_Challenge A_: Translate this sentence from the comic review into Spanish: "Criminal follows the noir formula, certainly, but it does so very well, and it’s a fantastic comic."

What I bought – 9 April 2008
Another small week in terms of quantity, but some extremely solid comic books came out. That’s always nice. So let’s check them out, shall we?
Criminal (volume 2) #2 by Ed Brubaker (writer), Sean Phillips (artist), and Val Staples (colorist). $3.50, 33 pgs, FC, Marvel.
It’s neat how Brubaker is building his own little world, as we get the story of Tracy Lawless’s father, which ties into the story from last issue, told from a different perspective. It’s still all very dark and gloomy, but unlike, say, Daredevil, we don’t feel like Brubaker is dumping on these characters just to dump on them. They’re more real than Matt Murdock, so they make choices (bad ones, true, but choices). Plus, there’s no supervillain manipulating things, so the crap they get into is usually by their own design (for the most part), so even though it’s depressing, we don’t get a sense of Brubaker gleefully holding these characters under a magnifying glass while the sun burns off their appendages, like I’ve felt with regards to Murdock for quite some time. This is far more complex than Daredevil (of course, as it’s not a Marvel franchise), and so even though I know everything is going to shit each and every issue, it’s still a compelling comic (I’d say Phillips has something to do with that, but Lark on Daredevil is almost as good, so I don’t think it’s that). And we get chilling and real lines in this book, like the final thought from Teeg about the love he feels for his sons. Yes, chilling, because of the way Brubaker twists it. Criminal follows the noir formula, certainly, but it does so very well, and it’s a fantastic comic.

_Challenge B_: In the rows, rewrite the lines between the line holding "nato compass star" and the line holding "203,0,265,1300", inclusive, with "white" replaced by "gray" and everything else unchanged.

_Records for this exercise_:
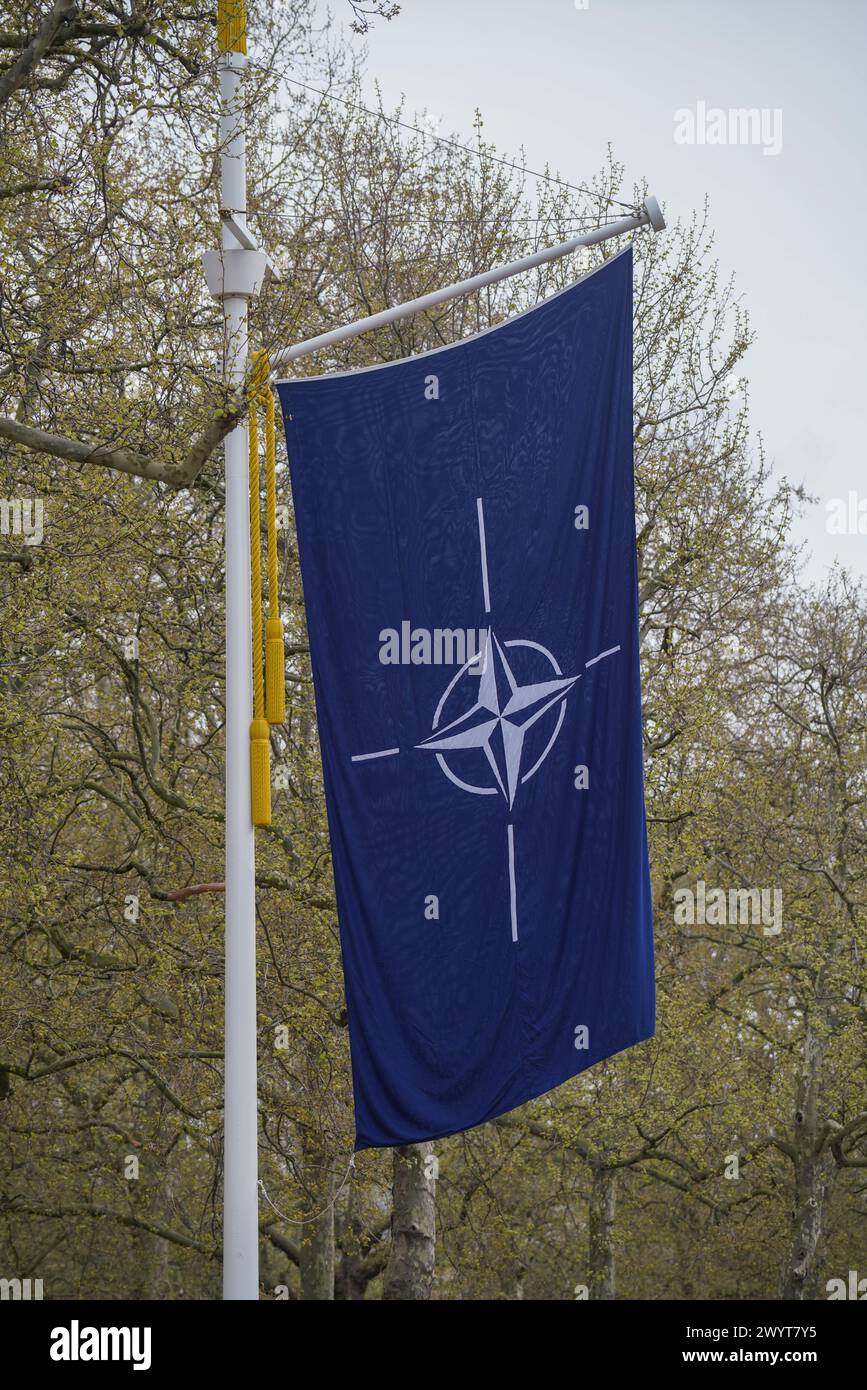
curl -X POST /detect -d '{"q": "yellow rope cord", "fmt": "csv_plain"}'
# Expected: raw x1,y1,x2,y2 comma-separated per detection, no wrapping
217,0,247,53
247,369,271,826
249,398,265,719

* * *

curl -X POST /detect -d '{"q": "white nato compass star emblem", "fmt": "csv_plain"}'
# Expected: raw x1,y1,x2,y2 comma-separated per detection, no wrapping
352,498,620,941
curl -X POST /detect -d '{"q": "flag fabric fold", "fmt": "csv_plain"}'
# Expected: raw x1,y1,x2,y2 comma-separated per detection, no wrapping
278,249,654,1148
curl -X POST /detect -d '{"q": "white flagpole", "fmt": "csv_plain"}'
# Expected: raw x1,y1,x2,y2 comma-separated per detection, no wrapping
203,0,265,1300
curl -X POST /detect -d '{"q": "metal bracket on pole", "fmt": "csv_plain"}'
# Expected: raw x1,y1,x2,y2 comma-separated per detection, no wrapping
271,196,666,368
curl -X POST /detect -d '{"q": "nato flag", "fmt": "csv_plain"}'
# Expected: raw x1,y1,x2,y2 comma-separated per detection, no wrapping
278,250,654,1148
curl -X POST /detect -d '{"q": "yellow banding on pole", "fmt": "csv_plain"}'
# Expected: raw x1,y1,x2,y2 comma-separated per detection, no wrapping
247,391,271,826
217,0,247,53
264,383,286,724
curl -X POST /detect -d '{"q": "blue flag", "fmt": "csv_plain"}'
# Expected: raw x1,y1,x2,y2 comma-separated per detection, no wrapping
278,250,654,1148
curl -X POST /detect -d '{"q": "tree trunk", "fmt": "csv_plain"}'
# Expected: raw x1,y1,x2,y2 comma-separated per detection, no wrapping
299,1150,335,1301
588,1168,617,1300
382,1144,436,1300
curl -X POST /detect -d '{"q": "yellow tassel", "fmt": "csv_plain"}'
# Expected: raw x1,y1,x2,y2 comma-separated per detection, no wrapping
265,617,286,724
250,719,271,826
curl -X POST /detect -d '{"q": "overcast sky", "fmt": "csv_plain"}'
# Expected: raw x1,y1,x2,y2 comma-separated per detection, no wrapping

_Task output A_: Criminal sigue la fórmula del noir, sin duda, pero lo hace muy bien, y es un cómic fantástico.

_Task output B_:
curl -X POST /detect -d '{"q": "gray nato compass star emblem", "fmt": "csv_plain"}'
# Expected: raw x1,y1,x2,y2 comma-separated per detection, no wrapping
352,498,620,941
curl -X POST /detect -d '{"q": "flag fabric fold", "fmt": "csv_plain"}'
# Expected: raw x1,y1,x2,y2 comma-separated per detection, no wrapping
278,249,654,1148
curl -X POST /detect -d '{"q": "gray flagpole", "fmt": "csv_plain"}'
# Expected: raw x1,y1,x2,y2 comma-separated per detection, no wrapping
203,0,265,1300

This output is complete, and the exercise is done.